_Actividad 1_
Nombra los sustantivos que el texto sobre Jakobson propone como paradigma para la posición S de la frase.
_Actividad 2_
Según el texto sobre Jakobson, ¿en qué año se presentó la conferencia "Lingüística y poética"?
_Actividad 3_
Copia del texto sobre Jakobson el pasaje que va de "A continuación un" a "del año 1.959.", ambos incluidos.

_Texto de estudio_
________________________
Las relaciones sintagmáticas (o metonímicas, dirá Jakobson), por lo tanto, se dan in praesentia, los términos de la relación están igualmente presentes en la oración o serie sintagmática. Y las relaciones paradigmáticas (o metafóricas, dirá Jakobson) unen términos in absentia, en una memoria virtual, pues uno solo de ellos está presente en ese lugar de la cadena discursiva. Este juego de presencias y ausencias construye el discurso.
A continuación un ejemplo híper básico de esta concepción del funcionamiento general del lenguaje, que Jakobson complejizará luego magistralmente para definir una de las funciones del lenguaje, la “Poética”, expuesta en su conferencia “Lingüística y poética” del año 1.959.
Para un mensaje relacionado con un niño que duerme, el hablante desea armar la siguiente frase: “El niño duerme profundamente”. ¿cómo se va construyendo en este caso, según Jakobson, la cadena discursiva mediante los dos modos de la selección y la combinación? En esa cadena, que llamamos sintagma, tenemos una serie de posiciones que aquí corresponden sucesivamente a Ar (Artículo) + S (Sustantivo) + V (Verbo) + Ad (Adverbio).
Desde el punto de vista de la selección de los elementos para construir esa frase, el hablante elegirá primero uno de los sustantivos disponibles, más o menos semejantes: niño, chico, rapaz, pibe, etc. Que forman un paradigma: todos ellos son equivalentes hasta cierto punto; tanto por su contenido semántico, como por el hecho de que pueden ser ubicados en la posición S (sustantivo) de la cadena sintagmática.
Si va a hablar de un niño indefinido, o de un niño específico, definido, el hablante elegirá para el primer lugar de esa oración uno de los artículos disponibles, más o menos semejantes: el, un, etc. Todos ellos también son equivalentes entre sí, forman otro paradigma.
________________________
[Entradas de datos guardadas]

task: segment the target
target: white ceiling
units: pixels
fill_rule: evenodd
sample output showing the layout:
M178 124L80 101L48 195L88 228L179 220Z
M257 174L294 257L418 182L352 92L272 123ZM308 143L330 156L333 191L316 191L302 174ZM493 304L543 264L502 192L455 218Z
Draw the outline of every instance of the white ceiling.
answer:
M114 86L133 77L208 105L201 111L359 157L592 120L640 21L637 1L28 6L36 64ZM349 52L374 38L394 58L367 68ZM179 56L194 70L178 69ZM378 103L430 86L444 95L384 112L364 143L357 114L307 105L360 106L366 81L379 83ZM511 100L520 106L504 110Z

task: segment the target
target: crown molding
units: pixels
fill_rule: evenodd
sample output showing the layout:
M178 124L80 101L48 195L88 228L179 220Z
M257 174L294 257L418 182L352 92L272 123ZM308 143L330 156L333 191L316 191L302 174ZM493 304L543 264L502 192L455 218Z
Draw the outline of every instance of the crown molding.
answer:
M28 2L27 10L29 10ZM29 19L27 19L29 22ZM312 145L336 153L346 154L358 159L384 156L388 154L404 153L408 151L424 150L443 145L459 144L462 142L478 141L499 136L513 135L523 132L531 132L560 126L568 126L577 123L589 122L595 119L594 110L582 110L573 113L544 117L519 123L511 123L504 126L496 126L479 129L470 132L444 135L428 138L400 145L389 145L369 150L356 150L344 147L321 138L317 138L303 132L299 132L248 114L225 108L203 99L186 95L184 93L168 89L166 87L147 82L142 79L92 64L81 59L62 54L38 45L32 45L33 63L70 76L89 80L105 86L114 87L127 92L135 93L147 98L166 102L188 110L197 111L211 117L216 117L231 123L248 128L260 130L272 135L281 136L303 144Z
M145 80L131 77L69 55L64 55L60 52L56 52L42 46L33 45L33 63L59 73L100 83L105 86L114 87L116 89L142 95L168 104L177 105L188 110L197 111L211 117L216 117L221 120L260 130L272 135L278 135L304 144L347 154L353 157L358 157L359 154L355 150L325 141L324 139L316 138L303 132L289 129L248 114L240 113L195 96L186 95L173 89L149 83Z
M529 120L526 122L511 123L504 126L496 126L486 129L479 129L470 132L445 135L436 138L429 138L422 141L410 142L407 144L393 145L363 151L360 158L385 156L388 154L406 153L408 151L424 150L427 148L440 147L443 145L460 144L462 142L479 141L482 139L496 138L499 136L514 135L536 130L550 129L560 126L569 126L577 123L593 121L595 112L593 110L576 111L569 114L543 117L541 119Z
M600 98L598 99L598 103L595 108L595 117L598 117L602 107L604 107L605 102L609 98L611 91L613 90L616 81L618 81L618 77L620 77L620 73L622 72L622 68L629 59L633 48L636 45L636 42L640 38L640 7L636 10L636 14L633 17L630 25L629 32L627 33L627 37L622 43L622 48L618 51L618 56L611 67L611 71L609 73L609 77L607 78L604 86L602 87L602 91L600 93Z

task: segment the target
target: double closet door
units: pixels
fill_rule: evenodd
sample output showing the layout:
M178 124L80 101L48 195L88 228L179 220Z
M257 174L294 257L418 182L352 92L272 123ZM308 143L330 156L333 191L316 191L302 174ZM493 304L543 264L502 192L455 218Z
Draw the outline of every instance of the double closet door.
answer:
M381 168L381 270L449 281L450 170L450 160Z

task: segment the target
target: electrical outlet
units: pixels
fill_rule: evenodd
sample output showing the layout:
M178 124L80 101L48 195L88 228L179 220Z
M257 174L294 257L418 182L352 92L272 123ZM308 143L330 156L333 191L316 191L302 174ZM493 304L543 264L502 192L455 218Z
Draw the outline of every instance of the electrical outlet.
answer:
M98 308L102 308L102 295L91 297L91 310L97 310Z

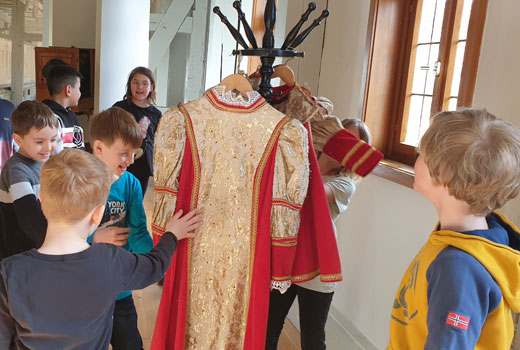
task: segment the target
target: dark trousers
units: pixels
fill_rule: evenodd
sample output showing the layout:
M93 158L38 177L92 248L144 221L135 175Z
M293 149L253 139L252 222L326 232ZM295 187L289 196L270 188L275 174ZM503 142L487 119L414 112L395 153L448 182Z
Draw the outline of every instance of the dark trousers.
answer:
M287 292L271 291L266 350L276 350L287 313L296 296L300 309L300 338L302 350L322 350L325 346L325 324L334 293L320 293L292 285Z
M116 301L110 344L112 344L112 350L141 350L143 348L143 340L137 329L137 312L131 295Z
M148 180L150 180L151 176L149 165L145 159L145 156L143 155L141 158L136 159L134 164L130 165L127 170L131 172L137 178L137 180L139 180L141 188L143 189L144 197L146 189L148 188Z

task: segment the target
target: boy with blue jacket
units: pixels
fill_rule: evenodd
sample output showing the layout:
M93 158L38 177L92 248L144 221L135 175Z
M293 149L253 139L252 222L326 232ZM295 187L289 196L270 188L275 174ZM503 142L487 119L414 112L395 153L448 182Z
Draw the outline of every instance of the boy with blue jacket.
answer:
M437 114L419 145L414 189L439 223L399 286L388 349L509 349L520 231L495 210L520 189L520 131L485 110Z
M146 225L143 191L137 178L126 171L140 150L141 128L130 113L113 107L92 118L90 135L94 155L116 179L92 242L112 243L136 254L147 253L153 247L153 240ZM110 343L113 350L142 348L132 291L120 293L116 298Z

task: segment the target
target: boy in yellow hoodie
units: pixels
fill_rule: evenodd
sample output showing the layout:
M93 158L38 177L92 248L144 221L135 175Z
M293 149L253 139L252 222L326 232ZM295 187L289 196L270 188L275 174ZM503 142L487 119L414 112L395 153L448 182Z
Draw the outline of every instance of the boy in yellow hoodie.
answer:
M442 112L419 153L414 189L439 223L399 286L388 349L509 349L520 231L494 210L520 190L520 130L485 110Z

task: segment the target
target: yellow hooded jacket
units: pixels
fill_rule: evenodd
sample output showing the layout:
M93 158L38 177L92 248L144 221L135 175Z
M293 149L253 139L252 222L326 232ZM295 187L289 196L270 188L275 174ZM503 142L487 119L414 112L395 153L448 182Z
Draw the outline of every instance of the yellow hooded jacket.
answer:
M498 212L488 230L437 230L395 297L389 350L508 350L520 311L520 231Z

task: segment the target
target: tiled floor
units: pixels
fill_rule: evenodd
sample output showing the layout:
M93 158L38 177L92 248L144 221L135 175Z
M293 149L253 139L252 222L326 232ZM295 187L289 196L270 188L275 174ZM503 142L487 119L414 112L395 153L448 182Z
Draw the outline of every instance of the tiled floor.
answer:
M144 198L144 209L150 229L151 214L153 210L153 181L150 179L148 190ZM139 331L143 337L145 350L150 349L155 317L159 308L162 288L157 284L145 289L134 291L135 306L139 317ZM298 330L290 323L285 322L285 327L280 337L278 350L299 350L300 339ZM364 350L344 329L336 322L327 323L327 349L329 350ZM204 349L201 349L204 350Z

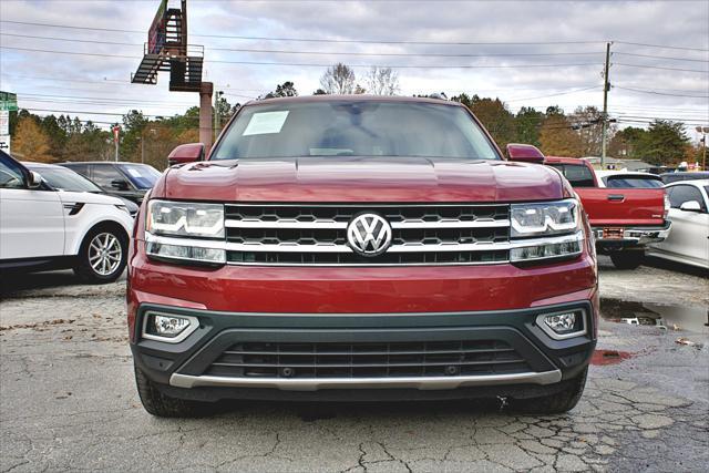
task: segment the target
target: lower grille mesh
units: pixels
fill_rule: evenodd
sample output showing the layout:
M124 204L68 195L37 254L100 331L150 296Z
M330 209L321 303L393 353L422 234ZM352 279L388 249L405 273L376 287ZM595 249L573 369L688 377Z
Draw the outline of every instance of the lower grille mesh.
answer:
M239 342L205 374L237 378L395 378L530 371L500 340L433 342Z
________________________
_Espacio de respuesta 1_
niño, chico, rapaz, pibe

_Espacio de respuesta 2_
En el año 1.959.

_Espacio de respuesta 3_
A continuación un ejemplo híper básico de esta concepción del funcionamiento general del lenguaje, que Jakobson complejizará luego magistralmente para definir una de las funciones del lenguaje, la “Poética”, expuesta en su conferencia “Lingüística y poética” del año 1.959.